Here are the non default settings in postgresql.conf :
wal_level = hot_standby
archive_mode = on
archive_timeout = 61
max_wal_senders = 10
wal_keep_segments = 5000
hot_standby = on
log_autovacuum_min_duration = 2500
autovacuum_max_workers = 4
maintenance_work_mem = 1GB
checkpoint_completion_target = 0.7
effective_cache_size = 88GB
work_mem = 576MB
wal_buffers = 16MB
checkpoint_segments = 64
shared_buffers = 8GB
max_connections = 350

Let me know if you have any other questions.  I'd be happy to provide
as much information as possible if it can aid in fixing this bug.

On 24/05/12 05:09, Lonni J Friedman wrote:
On Wed, May 23, 2012 at 9:37 AM, Tom Lane <tgl@sss.pgh.pa.us> wrote:
Lonni J Friedman <netllama@gmail.com> writes:
After banging my head on the wall for  a long time, I happened to
notice that khugepaged was consuming 100% CPU every time autovacuum
was running.  I did:
echo "madvise" > /sys/kernel/mm/transparent_hugepage/defrag
and immediately the entire problem went away.
Fascinating.
In hindsight, sure.  Before that, it was 2 days of horror.

So this looks like a nasty Fedora16 kernel bug to me, or maybe
postgresql & Fedora16's default kernel settings are just not
compatible?
I agree, kernel bug.  What kernel version are you using exactly?
I'm using the stock 3.3.5-2.fc16.x86_64 kernel that is in Fedora updates.

Is anyone else using Fedora16 & PostgreSQL-9.1 ?
I use an F16 box daily, but can't claim to have done major performance
testing with it.  Can you put together a summary of your nondefault
Postgres settings?  I wonder whether it only kicks in for a certain
size of shared memory for instance.
Oh yea, I'm quite certain that this is somehow related to my setup,
and not a generic problem with all F16/pgsql systems.  For starters,
this problem isn't happening on any of the 3 standby systems, which
are all otherwise identical to the master in every respect.  Also when
we had done some testing (prior to the upgrades), we never ran into
any of these problems.  However our test environment was on smaller
scale hardware, with a much smaller number of clients (and overall
load).

● **DATASET EXCERPTS**
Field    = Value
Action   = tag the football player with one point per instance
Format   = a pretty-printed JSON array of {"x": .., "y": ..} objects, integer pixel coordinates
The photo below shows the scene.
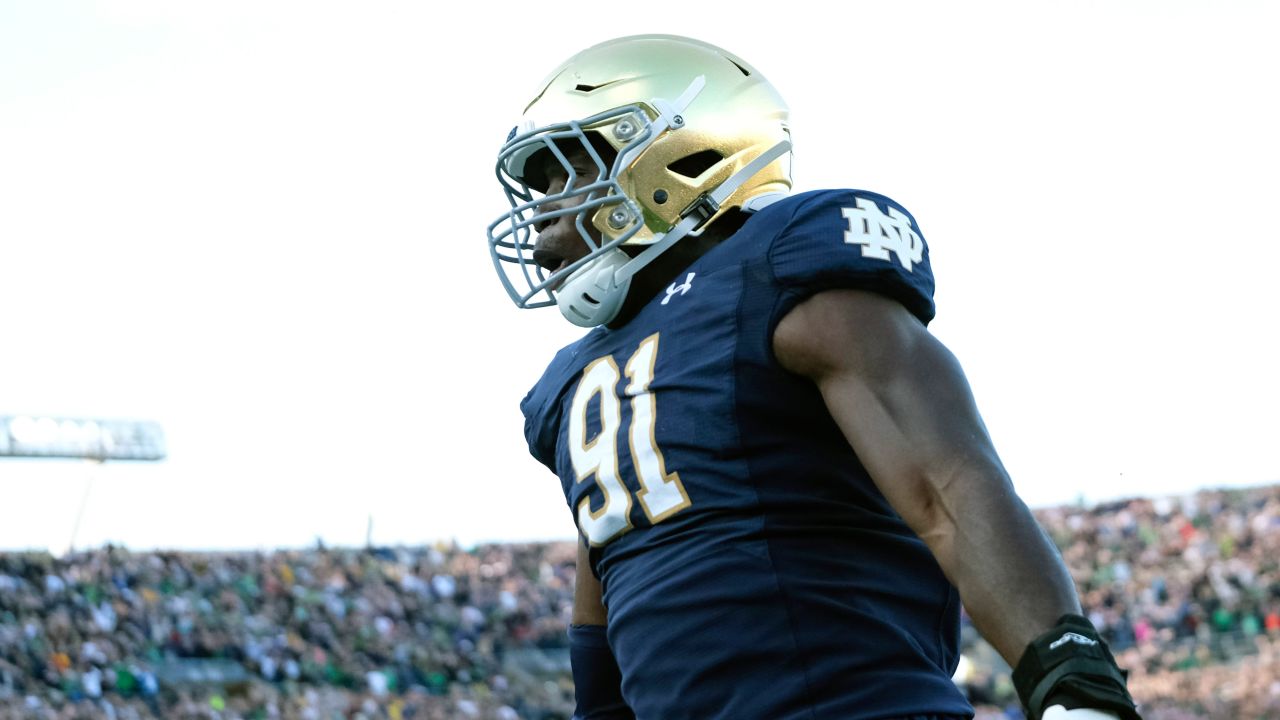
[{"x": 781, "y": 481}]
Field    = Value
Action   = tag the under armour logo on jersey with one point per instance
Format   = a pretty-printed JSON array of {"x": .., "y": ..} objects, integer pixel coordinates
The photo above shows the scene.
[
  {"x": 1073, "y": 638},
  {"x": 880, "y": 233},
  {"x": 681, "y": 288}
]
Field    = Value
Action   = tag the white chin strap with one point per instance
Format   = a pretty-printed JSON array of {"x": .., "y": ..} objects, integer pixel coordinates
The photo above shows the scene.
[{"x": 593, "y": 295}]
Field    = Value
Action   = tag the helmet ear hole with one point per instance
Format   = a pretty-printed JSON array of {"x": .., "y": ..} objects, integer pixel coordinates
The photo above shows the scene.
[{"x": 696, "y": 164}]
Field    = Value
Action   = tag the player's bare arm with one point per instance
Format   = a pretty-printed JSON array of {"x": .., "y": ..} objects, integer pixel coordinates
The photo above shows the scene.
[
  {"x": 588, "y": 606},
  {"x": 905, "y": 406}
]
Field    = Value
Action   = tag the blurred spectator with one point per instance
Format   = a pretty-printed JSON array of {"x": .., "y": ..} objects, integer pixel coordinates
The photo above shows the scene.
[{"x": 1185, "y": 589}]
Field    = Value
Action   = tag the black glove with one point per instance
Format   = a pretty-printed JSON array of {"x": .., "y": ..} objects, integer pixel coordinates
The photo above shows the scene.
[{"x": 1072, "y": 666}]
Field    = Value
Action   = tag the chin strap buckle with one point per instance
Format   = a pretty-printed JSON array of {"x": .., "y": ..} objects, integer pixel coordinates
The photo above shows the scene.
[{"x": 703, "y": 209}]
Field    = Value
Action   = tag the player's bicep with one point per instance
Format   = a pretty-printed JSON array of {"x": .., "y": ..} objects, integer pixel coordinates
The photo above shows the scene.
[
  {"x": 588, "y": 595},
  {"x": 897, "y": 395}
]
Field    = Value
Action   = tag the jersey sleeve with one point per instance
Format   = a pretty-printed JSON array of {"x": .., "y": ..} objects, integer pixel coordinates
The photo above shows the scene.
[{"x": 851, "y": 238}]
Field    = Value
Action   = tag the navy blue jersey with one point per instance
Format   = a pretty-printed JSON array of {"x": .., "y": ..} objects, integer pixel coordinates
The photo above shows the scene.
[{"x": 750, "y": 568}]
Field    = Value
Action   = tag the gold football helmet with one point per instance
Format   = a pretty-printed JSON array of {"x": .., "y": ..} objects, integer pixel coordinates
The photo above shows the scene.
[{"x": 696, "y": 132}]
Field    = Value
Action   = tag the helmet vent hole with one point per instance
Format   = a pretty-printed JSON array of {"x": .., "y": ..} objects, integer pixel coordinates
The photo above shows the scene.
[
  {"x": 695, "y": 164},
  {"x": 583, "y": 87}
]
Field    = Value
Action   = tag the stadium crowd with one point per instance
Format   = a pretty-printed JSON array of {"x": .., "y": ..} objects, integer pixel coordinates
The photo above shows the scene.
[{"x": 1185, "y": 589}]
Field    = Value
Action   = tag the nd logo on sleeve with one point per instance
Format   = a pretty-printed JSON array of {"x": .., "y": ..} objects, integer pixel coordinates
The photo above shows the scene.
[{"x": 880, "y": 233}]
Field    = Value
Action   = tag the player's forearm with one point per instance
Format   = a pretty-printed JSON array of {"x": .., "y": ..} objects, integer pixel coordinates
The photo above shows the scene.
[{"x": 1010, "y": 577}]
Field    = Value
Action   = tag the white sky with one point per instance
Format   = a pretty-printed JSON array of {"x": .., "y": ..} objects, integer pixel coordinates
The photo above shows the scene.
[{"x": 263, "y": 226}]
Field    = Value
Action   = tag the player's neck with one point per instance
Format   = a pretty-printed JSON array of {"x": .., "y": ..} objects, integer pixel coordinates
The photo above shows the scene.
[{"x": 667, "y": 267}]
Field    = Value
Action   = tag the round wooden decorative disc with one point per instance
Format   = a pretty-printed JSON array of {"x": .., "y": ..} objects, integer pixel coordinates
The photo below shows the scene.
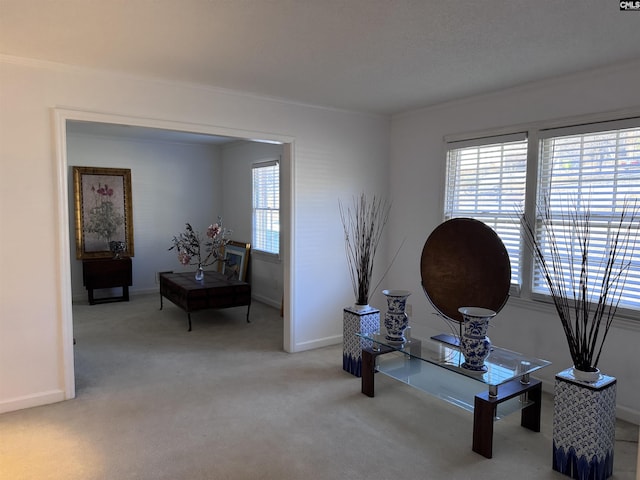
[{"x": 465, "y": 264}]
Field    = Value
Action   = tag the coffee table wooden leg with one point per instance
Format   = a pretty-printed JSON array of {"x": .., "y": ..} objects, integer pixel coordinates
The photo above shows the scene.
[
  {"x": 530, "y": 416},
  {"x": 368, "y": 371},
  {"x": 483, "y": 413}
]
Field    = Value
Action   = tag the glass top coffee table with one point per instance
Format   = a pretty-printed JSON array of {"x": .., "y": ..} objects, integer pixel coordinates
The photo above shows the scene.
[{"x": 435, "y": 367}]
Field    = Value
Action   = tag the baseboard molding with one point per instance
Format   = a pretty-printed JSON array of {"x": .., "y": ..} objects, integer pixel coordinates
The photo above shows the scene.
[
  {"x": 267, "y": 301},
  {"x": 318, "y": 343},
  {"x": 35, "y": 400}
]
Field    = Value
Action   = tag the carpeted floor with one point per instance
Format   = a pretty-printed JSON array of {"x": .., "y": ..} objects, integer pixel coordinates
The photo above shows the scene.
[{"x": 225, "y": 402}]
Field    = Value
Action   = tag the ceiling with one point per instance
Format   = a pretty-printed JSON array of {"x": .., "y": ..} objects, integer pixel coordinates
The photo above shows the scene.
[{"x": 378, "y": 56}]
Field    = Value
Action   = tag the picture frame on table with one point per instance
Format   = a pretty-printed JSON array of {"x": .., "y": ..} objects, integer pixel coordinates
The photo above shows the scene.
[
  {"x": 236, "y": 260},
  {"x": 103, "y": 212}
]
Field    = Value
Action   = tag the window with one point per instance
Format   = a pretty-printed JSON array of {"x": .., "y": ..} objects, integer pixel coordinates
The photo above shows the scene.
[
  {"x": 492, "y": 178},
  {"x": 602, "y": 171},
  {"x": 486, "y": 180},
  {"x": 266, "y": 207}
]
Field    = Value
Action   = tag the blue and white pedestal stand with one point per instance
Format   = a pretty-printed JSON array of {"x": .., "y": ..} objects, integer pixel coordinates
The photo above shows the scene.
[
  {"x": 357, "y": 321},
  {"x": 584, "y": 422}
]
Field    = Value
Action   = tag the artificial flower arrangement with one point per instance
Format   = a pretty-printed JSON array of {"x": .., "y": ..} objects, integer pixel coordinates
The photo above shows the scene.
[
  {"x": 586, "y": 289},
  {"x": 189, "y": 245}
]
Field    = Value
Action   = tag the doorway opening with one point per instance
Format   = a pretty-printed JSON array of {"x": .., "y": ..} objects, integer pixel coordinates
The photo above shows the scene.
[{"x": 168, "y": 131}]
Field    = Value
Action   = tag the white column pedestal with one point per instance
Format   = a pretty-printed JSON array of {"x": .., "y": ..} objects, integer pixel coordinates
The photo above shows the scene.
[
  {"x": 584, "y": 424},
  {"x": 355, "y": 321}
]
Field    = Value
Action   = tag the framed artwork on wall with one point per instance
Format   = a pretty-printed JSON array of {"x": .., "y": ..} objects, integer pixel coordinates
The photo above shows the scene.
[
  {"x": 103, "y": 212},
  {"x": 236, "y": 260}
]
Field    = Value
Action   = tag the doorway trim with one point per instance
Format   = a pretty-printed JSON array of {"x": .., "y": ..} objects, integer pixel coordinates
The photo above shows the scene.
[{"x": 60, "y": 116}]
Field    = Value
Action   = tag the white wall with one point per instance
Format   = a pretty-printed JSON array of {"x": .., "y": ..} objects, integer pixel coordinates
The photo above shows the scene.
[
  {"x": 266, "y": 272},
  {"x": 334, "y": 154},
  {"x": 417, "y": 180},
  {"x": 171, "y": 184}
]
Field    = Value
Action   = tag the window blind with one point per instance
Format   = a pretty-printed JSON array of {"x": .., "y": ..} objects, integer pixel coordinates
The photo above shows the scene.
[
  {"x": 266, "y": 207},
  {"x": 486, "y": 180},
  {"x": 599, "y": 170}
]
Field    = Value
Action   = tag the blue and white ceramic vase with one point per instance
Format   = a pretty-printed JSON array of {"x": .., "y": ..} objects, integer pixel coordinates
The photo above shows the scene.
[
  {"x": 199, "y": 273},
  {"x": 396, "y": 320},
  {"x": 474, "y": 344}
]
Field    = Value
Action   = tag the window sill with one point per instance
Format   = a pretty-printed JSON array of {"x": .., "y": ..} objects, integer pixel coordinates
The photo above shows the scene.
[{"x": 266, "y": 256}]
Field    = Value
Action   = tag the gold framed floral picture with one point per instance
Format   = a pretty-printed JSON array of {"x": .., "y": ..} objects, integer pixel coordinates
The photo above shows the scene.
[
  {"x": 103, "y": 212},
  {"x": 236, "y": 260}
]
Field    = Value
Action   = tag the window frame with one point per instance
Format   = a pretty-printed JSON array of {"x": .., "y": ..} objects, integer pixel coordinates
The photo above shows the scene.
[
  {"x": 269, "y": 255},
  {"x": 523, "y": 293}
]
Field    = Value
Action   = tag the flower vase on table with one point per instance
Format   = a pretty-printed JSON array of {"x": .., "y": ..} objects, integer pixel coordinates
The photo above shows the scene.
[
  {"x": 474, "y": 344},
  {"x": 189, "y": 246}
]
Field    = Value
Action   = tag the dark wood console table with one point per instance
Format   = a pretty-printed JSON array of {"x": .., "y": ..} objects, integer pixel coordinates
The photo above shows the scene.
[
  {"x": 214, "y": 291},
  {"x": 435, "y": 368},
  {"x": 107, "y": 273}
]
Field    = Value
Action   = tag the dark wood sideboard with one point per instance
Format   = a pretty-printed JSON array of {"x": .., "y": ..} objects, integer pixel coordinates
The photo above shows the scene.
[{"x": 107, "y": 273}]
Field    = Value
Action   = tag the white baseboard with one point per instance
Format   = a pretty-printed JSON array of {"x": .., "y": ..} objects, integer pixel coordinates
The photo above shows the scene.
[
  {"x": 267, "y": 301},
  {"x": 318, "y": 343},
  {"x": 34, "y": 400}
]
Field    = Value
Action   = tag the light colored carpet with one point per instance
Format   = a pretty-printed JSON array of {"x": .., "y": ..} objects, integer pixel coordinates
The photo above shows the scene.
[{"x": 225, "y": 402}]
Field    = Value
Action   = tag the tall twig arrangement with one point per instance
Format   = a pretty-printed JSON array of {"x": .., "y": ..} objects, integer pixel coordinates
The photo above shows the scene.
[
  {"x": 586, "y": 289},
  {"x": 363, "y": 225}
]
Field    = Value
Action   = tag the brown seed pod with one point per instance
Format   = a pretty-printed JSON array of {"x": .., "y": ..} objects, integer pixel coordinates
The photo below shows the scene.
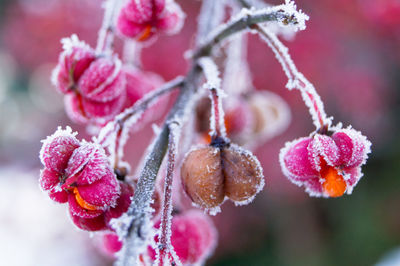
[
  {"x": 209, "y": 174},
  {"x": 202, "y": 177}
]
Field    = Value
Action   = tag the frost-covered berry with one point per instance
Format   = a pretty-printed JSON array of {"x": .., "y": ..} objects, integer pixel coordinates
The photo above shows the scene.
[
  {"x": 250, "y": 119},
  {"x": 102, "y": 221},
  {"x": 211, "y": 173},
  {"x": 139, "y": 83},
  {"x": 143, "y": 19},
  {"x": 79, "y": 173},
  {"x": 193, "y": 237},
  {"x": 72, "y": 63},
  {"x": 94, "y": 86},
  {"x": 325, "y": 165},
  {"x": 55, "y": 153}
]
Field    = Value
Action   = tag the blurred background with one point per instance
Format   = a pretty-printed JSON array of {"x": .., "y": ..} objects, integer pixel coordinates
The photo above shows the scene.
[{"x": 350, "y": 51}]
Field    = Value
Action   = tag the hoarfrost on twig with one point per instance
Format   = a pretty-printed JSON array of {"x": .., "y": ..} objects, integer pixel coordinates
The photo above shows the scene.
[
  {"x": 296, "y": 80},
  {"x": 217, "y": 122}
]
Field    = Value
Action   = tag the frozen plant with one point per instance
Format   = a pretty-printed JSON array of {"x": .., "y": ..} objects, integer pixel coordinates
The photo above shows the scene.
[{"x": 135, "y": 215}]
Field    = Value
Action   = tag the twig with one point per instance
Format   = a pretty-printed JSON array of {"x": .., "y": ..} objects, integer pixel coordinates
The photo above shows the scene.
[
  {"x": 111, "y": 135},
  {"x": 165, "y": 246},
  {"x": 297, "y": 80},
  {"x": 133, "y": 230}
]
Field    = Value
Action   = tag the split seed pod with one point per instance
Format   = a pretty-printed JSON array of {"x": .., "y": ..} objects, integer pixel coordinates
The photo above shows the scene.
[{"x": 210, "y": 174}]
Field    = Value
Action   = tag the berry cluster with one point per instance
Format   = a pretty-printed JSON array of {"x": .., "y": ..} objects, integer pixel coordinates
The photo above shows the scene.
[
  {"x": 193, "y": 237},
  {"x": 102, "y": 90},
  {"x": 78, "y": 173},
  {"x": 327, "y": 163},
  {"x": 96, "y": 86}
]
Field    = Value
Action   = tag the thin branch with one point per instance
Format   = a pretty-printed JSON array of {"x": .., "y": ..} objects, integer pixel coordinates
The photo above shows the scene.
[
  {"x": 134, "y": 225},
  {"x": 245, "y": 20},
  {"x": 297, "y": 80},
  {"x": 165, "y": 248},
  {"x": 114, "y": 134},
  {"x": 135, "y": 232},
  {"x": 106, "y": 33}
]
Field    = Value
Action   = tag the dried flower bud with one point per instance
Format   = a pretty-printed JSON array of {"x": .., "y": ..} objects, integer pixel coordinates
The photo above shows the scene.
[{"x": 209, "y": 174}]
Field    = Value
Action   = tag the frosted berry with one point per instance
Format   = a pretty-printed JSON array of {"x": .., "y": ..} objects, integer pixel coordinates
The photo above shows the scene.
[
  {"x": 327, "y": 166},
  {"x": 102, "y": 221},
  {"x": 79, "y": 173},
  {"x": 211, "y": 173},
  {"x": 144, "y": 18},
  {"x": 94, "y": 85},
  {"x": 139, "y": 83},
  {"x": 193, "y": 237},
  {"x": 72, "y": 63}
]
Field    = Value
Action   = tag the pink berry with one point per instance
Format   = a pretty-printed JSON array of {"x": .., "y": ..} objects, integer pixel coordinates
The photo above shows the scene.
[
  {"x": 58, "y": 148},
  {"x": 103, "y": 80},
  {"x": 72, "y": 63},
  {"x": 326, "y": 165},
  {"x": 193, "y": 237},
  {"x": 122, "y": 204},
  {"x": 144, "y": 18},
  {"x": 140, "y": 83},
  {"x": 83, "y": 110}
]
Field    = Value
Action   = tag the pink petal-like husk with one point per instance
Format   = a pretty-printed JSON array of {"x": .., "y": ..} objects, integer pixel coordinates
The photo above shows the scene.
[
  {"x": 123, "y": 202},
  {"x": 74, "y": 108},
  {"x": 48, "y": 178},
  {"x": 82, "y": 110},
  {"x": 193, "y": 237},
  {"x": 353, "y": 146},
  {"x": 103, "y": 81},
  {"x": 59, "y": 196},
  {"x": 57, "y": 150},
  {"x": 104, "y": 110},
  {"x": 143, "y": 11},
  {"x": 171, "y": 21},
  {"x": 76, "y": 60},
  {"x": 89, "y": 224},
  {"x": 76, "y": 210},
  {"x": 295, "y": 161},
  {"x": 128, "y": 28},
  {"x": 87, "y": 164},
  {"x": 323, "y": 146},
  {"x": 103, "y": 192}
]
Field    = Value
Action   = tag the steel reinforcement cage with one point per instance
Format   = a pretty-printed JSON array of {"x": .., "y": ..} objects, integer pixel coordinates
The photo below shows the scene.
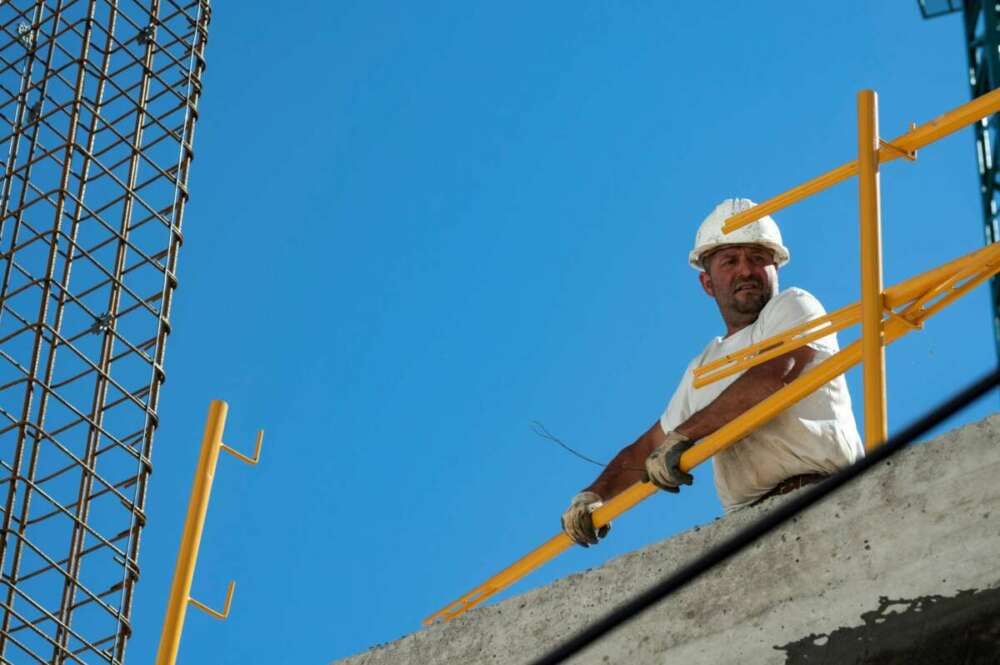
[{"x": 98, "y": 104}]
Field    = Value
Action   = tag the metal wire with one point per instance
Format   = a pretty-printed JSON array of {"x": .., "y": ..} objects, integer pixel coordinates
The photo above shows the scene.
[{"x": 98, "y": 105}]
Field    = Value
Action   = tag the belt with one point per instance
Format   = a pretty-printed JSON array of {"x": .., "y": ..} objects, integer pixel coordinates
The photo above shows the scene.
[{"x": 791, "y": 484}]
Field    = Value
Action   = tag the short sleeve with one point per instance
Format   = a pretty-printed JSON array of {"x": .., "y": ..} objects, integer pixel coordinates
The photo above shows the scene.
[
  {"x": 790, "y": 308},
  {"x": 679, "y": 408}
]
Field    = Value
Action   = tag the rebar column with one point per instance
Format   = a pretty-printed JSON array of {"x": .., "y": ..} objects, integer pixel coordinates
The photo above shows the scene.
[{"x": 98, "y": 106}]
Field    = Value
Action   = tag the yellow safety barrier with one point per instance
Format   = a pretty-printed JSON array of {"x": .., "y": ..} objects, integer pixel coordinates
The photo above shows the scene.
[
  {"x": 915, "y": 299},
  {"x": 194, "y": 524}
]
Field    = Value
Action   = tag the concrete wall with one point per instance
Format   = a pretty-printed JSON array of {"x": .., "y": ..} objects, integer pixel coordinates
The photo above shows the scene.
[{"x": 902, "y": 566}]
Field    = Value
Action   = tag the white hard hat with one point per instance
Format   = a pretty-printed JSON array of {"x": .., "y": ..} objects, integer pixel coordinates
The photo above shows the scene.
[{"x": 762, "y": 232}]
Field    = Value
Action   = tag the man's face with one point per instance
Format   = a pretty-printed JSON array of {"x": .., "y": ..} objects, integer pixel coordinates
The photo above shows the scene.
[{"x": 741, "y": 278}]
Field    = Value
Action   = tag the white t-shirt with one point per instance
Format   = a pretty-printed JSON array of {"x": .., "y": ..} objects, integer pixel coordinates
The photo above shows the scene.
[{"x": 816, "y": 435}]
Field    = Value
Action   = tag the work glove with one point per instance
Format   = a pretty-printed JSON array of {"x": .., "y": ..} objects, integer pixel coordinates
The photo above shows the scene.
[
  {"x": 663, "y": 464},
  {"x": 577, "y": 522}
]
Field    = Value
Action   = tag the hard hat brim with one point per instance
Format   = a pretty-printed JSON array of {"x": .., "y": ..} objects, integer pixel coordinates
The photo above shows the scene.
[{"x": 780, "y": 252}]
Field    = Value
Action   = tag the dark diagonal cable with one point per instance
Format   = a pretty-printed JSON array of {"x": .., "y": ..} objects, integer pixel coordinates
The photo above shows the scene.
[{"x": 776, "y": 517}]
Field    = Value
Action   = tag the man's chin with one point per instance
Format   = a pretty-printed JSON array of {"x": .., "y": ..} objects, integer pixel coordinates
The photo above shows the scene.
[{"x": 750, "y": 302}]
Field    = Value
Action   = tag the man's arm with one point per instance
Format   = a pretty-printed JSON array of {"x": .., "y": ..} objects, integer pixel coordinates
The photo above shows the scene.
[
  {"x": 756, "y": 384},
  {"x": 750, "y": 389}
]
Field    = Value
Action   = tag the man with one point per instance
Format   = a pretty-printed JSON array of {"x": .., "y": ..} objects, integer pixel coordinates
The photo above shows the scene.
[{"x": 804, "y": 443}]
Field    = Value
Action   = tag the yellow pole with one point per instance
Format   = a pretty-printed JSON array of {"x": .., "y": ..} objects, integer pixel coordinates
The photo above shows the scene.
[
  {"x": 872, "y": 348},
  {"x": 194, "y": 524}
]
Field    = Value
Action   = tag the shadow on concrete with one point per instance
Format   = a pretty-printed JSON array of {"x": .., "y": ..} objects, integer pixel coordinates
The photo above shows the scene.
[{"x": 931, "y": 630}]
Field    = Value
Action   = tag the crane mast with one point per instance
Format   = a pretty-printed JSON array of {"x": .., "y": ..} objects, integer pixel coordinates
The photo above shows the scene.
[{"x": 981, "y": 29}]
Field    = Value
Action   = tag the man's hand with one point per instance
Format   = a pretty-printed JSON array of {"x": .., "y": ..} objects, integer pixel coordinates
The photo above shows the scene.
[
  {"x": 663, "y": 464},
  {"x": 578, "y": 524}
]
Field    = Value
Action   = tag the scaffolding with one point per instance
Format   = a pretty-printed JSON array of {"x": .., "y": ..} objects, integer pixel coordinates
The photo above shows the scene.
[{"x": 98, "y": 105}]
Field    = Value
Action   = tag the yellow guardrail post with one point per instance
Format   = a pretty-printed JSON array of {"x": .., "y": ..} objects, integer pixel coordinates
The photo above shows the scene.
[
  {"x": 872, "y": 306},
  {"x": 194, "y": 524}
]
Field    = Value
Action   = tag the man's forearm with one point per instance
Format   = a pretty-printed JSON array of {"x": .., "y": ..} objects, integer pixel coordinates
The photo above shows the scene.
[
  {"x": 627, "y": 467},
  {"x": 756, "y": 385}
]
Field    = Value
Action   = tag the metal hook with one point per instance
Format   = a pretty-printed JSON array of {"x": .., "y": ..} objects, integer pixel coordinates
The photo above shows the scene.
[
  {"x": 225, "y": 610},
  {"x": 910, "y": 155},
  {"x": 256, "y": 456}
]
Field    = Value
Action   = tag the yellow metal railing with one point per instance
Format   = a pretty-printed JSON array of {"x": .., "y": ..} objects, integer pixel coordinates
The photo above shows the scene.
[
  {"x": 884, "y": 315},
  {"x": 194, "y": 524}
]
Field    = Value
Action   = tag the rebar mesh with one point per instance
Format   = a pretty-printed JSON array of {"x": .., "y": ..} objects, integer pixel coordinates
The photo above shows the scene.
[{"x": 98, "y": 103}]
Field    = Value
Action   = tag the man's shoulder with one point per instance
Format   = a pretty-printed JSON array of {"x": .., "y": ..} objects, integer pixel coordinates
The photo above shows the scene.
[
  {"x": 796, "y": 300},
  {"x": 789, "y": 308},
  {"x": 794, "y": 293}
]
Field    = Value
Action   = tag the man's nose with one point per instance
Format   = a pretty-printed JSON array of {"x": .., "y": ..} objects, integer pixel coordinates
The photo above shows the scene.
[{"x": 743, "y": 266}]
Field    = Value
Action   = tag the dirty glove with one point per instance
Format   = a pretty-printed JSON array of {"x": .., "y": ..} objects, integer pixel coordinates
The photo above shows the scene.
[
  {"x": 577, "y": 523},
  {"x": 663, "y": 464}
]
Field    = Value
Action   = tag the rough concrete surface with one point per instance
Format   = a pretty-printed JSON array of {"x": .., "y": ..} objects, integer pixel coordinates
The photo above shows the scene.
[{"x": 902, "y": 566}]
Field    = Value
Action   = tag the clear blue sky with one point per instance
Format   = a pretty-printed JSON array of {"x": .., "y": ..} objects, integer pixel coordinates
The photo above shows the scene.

● **OBJECTIVE**
Reproduce the part of the PostgreSQL mailing list excerpt that opens with the words containing "Fascinating." and closes with "compatible?". The entries after the mailing list excerpt are separate material and have no connection to it.

● **FULL RESPONSE**
Fascinating.
In hindsight, sure.  Before that, it was 2 days of horror.

So this looks like a nasty Fedora16 kernel bug to me, or maybe
postgresql & Fedora16's default kernel settings are just not
compatible?